### Supplied material

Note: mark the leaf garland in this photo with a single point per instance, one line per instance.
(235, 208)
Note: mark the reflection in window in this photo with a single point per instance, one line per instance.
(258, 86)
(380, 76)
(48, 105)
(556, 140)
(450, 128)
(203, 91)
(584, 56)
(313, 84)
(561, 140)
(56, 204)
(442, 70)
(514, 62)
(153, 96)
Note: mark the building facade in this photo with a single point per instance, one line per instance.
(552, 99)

...

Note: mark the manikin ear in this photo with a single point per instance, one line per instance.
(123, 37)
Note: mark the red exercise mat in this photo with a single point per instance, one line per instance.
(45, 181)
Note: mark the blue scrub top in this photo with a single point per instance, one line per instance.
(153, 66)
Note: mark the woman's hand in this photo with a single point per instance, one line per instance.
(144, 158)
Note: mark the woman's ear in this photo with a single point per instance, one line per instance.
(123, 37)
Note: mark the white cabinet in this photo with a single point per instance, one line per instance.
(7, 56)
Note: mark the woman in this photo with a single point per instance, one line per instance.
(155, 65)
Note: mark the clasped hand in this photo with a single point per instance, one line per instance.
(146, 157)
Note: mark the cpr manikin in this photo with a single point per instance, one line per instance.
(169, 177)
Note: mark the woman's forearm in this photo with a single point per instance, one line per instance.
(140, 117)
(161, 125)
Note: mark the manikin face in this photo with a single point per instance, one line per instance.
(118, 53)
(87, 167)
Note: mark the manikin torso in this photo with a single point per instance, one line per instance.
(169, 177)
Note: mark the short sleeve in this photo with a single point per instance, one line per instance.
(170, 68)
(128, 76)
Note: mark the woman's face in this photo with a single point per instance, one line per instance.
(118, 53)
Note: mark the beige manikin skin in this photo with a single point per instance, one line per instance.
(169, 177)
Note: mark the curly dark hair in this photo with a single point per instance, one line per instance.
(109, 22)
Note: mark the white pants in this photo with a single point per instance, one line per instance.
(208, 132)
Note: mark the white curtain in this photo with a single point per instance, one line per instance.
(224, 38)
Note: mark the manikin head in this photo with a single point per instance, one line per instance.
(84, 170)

### Task to complete
Which rows above contain the string "hand"? Gather those lines and copy each one out in full.

### Result
Note: mark the woman's hand in this photo with a single point per instance, one line per instance.
Note: mark the clasped hand in this photo with a single point per instance, one line per instance.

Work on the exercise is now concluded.